Vorliegender Text:
::::::::

Wie so oft am „Deadline Day“ des Transferfensters überschlugen sich auch heute die Ereignisse. Zunächst betonte Markus Katzer in einem Interview, dass die Forderungen... Spieleranalyse: Das ist Rapid-Neuzugang Neraysho Kasanwirjo!

Wie so oft am „Deadline Day“ des Transferfensters überschlugen sich auch heute die Ereignisse. Zunächst betonte Markus Katzer in einem Interview, dass die Forderungen von Feyenoord Rotterdam für den flexiblen Defensivspieler Neraysho Kasanwirjo „unrealistisch“ sind – nun fixierte Rapid aber doch die Leihe des 21-Jährigen!

Rapid leiht den 21-jährigen Niederländer mit surinamischen Wurzeln für ein Jahr aus, besitzt allerdings keine Kaufoption. Diese war schließlich von Feyenoord doch zu hoch angesetzt. Für Rapids aktuelle Probleme ist Kasanwirjo allerdings eine ideale Kurzzeitlösung: Der 185cm große Amsterdamer kann sowohl als Innenverteidiger, als auch als Rechtsverteidiger eingesetzt werden.

Mehrere Defensivspieler auf Katzers Liste

Zuletzt war Rapid an mehreren Abwehrspielern dran. Die Innen- und die Rechtsverteidigung waren die neuralgischen Punkte, die man in Hütteldorf besser besetzt sehen wollte. Marvin Senaya von Strasbourg war etwa ein Kandidat für die Rechtsverteidigung – die Franzosen wollten den 22-Jährigen aber offenbar nur ungern gehen lassen. Für die Innenverteidigung war der 29-jährige Terence Kongolo ein heißer Kandidat. Der Fulham-Legionär wäre als Ersatz für den verletzten Nenad Cvetkovic gedacht gewesen, allerdings war der Niederländer in den letzten Jahren mehrmals schwerer verletzt und somit hätte die Verpflichtung wohl auch ein gewisses Risiko mit sich gebracht.

UPDATE (23:50 Uhr): Rapid nimmt trotzdem Risiko. Keine Stunde vor Ende der Transferzeit wurde auch die Verpflichtung von Terence Kongolo bekanntgegeben. Eine ausführliche Spielerinfo über den 29-jährigen Niederländer findet ihr hier.

::::::::

Aufgabe A:
Beantworte kurz diese Fragen zum Bericht über Rapids Transfers:
(i) Für welchen Zeitraum leiht Rapid Neraysho Kasanwirjo aus?
(ii) Von welchem Verein war Marvin Senaya ein Kandidat für die Rechtsverteidigung?
(iii) Um wie viel Uhr wurde das Update zur Verpflichtung von Terence Kongolo veröffentlicht?
Aufgabe B: Schreib den Bericht über Rapids Transfers nach seinem letzten Satz weiter.

Quelldaten:

::::::::

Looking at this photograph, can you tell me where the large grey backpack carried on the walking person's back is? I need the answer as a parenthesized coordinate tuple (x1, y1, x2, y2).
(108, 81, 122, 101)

::::::::

Antwortbereich A:
(i) Für ein Jahr.
(ii) Von Strasbourg.
(iii) Um 23:50 Uhr.

Antwortbereich B:
Der ehemalige niederländische Juniorenteamspieler Neraysho Kasanwirjo ist somit quasi eine Neuverpflichtung für zwei verschiedene Positionen. Im Laufe seiner Karriere kam der 21-Jährige in etwa 70% der Spiele als Innenverteidiger und in 30% als Rechtsverteidiger zum Einsatz, half da und dort sogar im defensiven Mittelfeld aus.

Ajax-Juwel und U17-Europameister

Kasanwirjo kommt aus der Jugend von Ajax Amsterdam, wo er bis zur zweiten Mannschaft alle Klassen durchlief. Mit der U19 der Amsterdamer wurde er 2019 Juniorenmeister und Cupsieger, im selben Jahr wurde er mit der Niederlande U17-Europameister, unter anderem mit hochtalentierten Mitspielern, wie Naci Ünüvar, Brian Brobbey, Mohamed Taabouni oder Devyne Rensch. Kasanwirjo war in dieser erfolgreichen Mannschaft dritter Innenverteidiger, lief aber auch da und dort als Kapitän auf. Im selben Jahr debütierte er zudem 17-jährig für die zweite Mannschaft von Ajax Amsterdam.

Bis zum Sommer 2021 bestritt der Neo-Rapidler 38 Spiele für die zweite Mannschaft von Ajax, saß zudem in der Kampfmannschaft viermal auf der Bank, kam aber auf keine Einsätze. Weil der Weg in die „Erste“ des Rekordmeisters praktisch nicht realisierbar war, wechselte Kasanwirjo im Juli 2021 ablösefrei nach Groningen, wo er auf Anhieb zum Stammspieler avancierte. In der Saison 2021/22 kam er hauptsächlich als Innenverteidiger, aber auch im defensiven Mittelfeld zum Einsatz, im Herbst 2022 wechselte er auf die rechte Abwehrseite. Unterm Strich kam der laufstarke und kämpferische Defensivspieler auf 52 Einsätze, in denen er drei Tore und einen Assist beisteuerte.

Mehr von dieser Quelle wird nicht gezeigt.